- _Task material_
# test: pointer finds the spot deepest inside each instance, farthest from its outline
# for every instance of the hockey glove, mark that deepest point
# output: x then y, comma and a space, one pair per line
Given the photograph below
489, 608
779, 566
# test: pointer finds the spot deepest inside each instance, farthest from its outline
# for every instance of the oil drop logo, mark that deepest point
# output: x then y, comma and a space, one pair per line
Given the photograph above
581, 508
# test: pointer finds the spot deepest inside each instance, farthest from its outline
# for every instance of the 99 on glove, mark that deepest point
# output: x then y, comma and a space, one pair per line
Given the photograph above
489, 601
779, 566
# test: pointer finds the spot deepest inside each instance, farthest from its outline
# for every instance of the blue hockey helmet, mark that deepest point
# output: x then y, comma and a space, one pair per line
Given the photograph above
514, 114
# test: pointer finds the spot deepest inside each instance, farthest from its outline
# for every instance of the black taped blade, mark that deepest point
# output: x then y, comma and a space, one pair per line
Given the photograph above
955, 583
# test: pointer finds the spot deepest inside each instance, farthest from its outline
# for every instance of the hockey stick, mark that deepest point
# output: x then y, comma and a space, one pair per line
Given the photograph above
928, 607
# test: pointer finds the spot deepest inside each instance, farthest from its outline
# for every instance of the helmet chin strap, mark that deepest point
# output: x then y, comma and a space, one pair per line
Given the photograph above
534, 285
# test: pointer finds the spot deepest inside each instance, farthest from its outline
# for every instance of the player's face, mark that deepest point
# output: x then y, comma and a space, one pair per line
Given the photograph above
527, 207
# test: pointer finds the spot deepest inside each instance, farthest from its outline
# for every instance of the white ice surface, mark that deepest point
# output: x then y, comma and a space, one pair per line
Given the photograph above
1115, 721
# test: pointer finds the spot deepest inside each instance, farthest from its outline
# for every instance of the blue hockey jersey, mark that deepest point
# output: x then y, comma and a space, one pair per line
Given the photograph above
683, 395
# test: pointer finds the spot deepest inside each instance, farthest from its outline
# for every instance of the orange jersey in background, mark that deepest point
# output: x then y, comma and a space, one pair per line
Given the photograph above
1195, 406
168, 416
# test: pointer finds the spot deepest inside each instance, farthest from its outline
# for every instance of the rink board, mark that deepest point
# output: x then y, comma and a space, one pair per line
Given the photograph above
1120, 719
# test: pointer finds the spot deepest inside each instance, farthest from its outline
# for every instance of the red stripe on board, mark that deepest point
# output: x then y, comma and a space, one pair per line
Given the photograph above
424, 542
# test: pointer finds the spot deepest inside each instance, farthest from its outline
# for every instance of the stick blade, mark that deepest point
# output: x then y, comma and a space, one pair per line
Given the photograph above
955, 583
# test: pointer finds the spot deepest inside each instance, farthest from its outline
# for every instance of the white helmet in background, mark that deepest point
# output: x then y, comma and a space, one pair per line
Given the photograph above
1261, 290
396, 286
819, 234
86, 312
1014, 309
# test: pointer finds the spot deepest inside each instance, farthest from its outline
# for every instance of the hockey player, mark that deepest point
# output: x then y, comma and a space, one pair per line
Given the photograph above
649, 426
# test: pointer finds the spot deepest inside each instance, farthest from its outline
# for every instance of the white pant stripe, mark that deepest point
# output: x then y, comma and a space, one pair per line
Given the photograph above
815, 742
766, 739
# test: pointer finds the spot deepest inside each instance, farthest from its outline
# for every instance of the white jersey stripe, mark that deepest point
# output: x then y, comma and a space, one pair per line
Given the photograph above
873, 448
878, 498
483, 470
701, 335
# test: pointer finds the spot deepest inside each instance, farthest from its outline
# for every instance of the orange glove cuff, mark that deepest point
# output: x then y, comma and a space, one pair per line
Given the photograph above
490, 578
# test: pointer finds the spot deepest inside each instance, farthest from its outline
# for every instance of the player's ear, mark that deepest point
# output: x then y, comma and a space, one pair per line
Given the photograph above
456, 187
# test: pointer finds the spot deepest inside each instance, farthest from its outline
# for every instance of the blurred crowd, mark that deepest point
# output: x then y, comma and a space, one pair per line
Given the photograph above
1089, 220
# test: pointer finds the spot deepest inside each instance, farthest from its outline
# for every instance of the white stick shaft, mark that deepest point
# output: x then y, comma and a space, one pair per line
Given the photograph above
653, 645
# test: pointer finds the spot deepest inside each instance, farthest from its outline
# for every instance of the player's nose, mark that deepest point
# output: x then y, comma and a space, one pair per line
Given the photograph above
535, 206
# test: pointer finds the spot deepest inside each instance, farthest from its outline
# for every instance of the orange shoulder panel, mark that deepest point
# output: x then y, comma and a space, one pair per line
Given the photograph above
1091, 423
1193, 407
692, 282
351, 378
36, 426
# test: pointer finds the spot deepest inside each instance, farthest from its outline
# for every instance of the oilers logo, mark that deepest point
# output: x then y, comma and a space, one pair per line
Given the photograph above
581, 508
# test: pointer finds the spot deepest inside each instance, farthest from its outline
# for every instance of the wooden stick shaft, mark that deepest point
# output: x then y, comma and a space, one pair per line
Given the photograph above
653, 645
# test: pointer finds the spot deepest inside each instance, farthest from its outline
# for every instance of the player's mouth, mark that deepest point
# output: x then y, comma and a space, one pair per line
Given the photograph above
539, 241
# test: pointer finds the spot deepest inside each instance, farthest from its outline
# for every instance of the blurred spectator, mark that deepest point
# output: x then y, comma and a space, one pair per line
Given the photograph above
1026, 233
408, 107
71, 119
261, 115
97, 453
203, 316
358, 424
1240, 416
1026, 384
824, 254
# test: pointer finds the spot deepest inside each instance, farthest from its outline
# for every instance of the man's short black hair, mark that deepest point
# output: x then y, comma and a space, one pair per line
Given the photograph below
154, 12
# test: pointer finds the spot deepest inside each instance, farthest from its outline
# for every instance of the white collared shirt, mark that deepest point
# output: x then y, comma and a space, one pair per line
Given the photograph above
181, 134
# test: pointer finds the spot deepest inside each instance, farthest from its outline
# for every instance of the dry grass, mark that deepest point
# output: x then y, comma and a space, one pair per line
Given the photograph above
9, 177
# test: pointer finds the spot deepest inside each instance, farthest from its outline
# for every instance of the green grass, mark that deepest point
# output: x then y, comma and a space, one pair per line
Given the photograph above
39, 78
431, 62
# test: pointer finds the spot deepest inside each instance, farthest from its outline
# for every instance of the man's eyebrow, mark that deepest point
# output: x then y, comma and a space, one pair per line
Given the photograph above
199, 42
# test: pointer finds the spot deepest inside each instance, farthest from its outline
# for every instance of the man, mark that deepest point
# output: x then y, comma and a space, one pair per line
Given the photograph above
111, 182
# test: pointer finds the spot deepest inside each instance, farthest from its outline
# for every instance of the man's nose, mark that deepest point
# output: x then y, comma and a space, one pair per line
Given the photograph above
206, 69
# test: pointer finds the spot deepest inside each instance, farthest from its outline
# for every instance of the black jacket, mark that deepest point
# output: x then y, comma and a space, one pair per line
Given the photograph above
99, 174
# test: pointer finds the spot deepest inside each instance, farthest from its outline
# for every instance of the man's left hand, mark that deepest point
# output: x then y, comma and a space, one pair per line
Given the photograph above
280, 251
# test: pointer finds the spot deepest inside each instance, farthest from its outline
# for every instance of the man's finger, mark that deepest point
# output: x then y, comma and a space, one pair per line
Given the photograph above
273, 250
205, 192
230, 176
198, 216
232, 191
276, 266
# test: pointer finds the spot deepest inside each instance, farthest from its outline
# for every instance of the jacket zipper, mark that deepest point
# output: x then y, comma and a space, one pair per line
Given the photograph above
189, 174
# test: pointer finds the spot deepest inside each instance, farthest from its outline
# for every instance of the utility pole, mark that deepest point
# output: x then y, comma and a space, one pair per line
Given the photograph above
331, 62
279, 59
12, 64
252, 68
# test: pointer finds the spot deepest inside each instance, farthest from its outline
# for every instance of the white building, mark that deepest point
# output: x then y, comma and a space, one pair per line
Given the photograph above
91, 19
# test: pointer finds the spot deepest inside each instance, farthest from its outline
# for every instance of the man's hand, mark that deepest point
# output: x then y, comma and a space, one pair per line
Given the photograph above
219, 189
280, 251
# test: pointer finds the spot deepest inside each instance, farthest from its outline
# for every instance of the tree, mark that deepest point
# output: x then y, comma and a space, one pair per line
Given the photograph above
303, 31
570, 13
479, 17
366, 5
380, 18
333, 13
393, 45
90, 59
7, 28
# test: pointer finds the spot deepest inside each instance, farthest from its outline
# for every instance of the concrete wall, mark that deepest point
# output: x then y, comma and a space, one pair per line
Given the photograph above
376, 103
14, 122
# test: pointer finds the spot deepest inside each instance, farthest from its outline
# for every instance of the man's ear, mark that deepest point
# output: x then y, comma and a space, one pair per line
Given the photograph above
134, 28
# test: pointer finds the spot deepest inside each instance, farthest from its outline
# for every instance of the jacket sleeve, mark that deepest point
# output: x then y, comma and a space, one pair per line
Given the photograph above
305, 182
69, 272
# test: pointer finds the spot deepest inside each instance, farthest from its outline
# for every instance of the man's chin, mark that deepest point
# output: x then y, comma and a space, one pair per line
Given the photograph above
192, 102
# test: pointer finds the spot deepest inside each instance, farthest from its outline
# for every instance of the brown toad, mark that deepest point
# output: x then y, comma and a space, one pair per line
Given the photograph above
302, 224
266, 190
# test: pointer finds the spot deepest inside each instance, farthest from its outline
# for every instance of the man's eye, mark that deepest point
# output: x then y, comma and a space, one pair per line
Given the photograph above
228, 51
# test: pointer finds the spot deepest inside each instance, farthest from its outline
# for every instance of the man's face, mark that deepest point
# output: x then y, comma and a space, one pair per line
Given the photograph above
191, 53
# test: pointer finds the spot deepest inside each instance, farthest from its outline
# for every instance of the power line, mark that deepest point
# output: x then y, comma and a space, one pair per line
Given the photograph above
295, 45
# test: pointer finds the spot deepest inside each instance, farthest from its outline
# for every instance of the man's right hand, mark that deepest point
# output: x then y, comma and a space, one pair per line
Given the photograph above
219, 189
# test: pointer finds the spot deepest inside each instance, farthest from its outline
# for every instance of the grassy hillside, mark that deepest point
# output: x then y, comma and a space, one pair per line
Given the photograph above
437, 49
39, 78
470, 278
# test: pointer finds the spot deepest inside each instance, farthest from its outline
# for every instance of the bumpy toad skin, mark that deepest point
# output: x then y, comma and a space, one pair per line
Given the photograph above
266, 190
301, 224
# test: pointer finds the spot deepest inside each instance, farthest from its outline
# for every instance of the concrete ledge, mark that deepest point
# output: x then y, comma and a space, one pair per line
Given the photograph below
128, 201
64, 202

- _Work to complete_
Please list each line from the items above that contains the word "white".

- _Exercise output_
# for every instance of the white ice surface, mark that deepest point
# for every instance of the white helmet in background, mark that deepest point
# for every instance of the white pant stripe, mark that deepest point
# for every instance of the white jersey stripe, mark that deepest point
# for every instance of the white stick shaft, mark that deepest point
# for every instance of the white collared shirt, mark that deepest point
# for every instance of the white building, mark that deepest point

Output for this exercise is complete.